• WORK ITEM:
Copy every entry in the listing below exactly, but not the pictures.

• SUPPLIED MATERIAL:
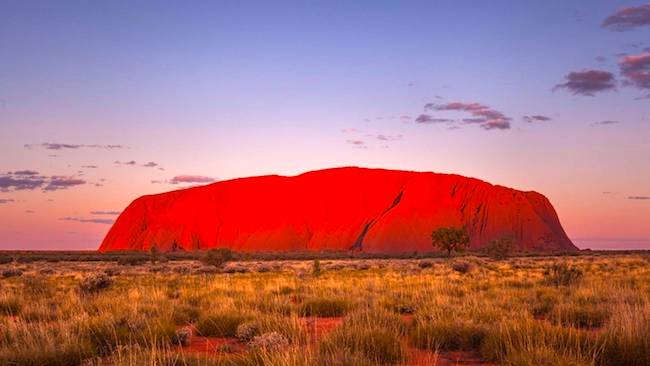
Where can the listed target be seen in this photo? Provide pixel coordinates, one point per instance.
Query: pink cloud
(487, 117)
(191, 179)
(636, 70)
(628, 18)
(588, 82)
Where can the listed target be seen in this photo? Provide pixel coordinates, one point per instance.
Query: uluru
(339, 209)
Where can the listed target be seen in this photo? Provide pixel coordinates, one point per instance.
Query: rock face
(368, 210)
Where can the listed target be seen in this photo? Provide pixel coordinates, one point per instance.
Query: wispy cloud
(588, 82)
(105, 212)
(356, 143)
(191, 179)
(485, 116)
(87, 220)
(131, 162)
(636, 70)
(639, 198)
(628, 18)
(536, 118)
(427, 118)
(606, 122)
(63, 146)
(61, 182)
(389, 137)
(9, 182)
(26, 172)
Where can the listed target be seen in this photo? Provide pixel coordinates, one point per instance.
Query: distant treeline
(131, 256)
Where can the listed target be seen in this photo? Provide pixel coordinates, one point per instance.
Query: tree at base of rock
(450, 239)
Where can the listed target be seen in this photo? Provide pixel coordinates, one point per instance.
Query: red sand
(319, 328)
(369, 210)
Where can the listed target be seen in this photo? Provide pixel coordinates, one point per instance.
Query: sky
(102, 102)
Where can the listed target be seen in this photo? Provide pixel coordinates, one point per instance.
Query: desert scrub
(581, 315)
(10, 304)
(373, 335)
(247, 330)
(545, 301)
(325, 307)
(626, 339)
(561, 274)
(450, 333)
(220, 324)
(529, 342)
(95, 283)
(462, 267)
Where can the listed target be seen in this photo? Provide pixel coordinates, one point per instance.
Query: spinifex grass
(518, 311)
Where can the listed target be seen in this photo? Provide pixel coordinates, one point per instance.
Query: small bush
(269, 341)
(182, 337)
(222, 324)
(561, 274)
(36, 286)
(217, 257)
(247, 330)
(183, 314)
(462, 267)
(500, 248)
(132, 260)
(324, 307)
(12, 272)
(10, 305)
(545, 302)
(375, 338)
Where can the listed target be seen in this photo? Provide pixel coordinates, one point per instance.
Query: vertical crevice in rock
(358, 244)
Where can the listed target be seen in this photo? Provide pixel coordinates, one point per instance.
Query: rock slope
(368, 210)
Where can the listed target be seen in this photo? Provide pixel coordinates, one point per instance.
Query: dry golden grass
(519, 311)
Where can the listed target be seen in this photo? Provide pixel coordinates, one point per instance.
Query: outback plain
(591, 308)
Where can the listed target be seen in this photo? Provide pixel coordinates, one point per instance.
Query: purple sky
(101, 102)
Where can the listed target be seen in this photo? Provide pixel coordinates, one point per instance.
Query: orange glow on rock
(369, 210)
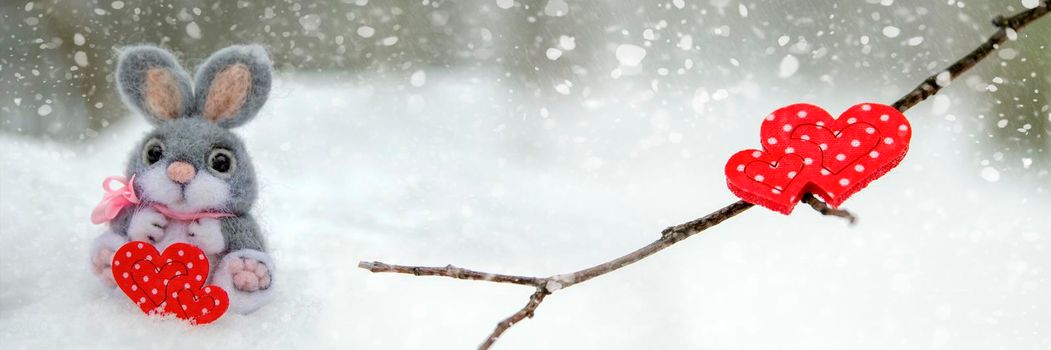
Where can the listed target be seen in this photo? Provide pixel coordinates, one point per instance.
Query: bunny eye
(152, 151)
(222, 161)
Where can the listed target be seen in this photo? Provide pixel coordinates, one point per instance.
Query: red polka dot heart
(807, 150)
(169, 283)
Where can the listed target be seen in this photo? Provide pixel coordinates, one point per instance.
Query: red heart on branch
(173, 281)
(840, 156)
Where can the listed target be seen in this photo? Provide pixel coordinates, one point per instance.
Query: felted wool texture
(251, 57)
(162, 96)
(132, 75)
(805, 149)
(229, 89)
(191, 138)
(244, 302)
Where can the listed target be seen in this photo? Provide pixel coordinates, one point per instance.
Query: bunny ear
(151, 81)
(232, 85)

• RESPONSE TO THE EXERCISE:
Where can the listed target be seen in this photo? Provide pixel coordinates, one point per instance.
Query: pink cloud
(487, 117)
(191, 179)
(636, 70)
(628, 18)
(588, 82)
Where can the listed target be seen in this photo? Provide pixel coordinates, one point per instance.
Query: uluru
(339, 209)
Where can the listed target be seen in this photo? Provide pixel coordinates, one point per instance.
Query: rock face
(368, 210)
Where can the listed target be seen in this photo? Provide pixel coordinates, one point per instance.
Query: wispy cloud
(588, 82)
(105, 212)
(356, 143)
(191, 179)
(485, 116)
(87, 220)
(131, 162)
(636, 70)
(639, 198)
(628, 18)
(536, 118)
(427, 118)
(606, 122)
(63, 146)
(61, 182)
(389, 137)
(9, 182)
(26, 172)
Where can the listed target be seen in this photo? Provide pixel coordinates, one point per instance.
Query: distant treeline
(131, 256)
Where can the listed target be seen in this photo? Provide pixel coordinates, one point per instance.
Query: tree at base of rock
(450, 239)
Where can the listed target be seen in this photo? Provide pixel coordinates, one point per instance.
Query: red sand
(319, 328)
(369, 210)
Where can the listed target be seen in this photo? Provide pixel coordinates, one point per instance.
Query: sky
(102, 102)
Where can the listed target be seen in this photo? Provide pixel coordinates, one point per instance.
Query: desert scrub
(581, 315)
(10, 304)
(373, 335)
(247, 330)
(545, 301)
(325, 307)
(626, 339)
(561, 274)
(450, 333)
(220, 324)
(529, 342)
(95, 283)
(462, 267)
Where can the listed target be seen in this photo? Provide pixel coordinates, one point per instance.
Query: spinifex grass
(518, 311)
Where can the listed target be seen in this photo? Provide pixel coordinates, one point per instance.
Query: small bush
(269, 341)
(182, 337)
(222, 324)
(561, 274)
(36, 286)
(217, 257)
(247, 330)
(183, 314)
(462, 267)
(500, 248)
(132, 260)
(324, 307)
(12, 272)
(10, 305)
(545, 302)
(375, 338)
Where can the listed target be seen in this photo? Provide pixel coordinates, one point per instance.
Query: vertical crevice in rock
(358, 244)
Where can the listed target be seen in this photo? Provide pixel coordinates, one point per instance.
Query: rock slope
(368, 210)
Where can the listed target be seen in this photo? Provide pixel coordinates, one point per instance.
Query: dry golden grass
(519, 311)
Where can the listed target be seen in this photo? Provide pixel coordinates, one point per instance.
Query: outback plain
(591, 308)
Where can the listed target be seen in this photo? Provide pixel coordinates, one point per instance.
Query: purple sky
(101, 102)
Where can the listed target be seen in this photo? Provide pixel coordinates, one point per instance.
Query: orange glow on rock
(369, 210)
Where can the listed target be seen in this photo? Provide pixel coordinates, one point per instance.
Query: bunny eye
(152, 151)
(222, 161)
Where can the listed target be seen in this photo? Provide pixel coordinates, one point per instance.
Query: red polka dot heart
(807, 150)
(169, 283)
Where can the listed target be seen in this photo? Provide pixel coordinates, one point per instance.
Query: red heart on branch
(173, 281)
(840, 156)
Where can the listed target be seen in this photo? Provide pixel coordinates, one point per instance.
Query: felted wool texture
(251, 57)
(162, 96)
(132, 75)
(805, 149)
(229, 89)
(191, 138)
(244, 302)
Where can the listed target be seen in this photo? Provide pixel coordinates, one point per instance.
Query: bunny ear
(151, 81)
(232, 85)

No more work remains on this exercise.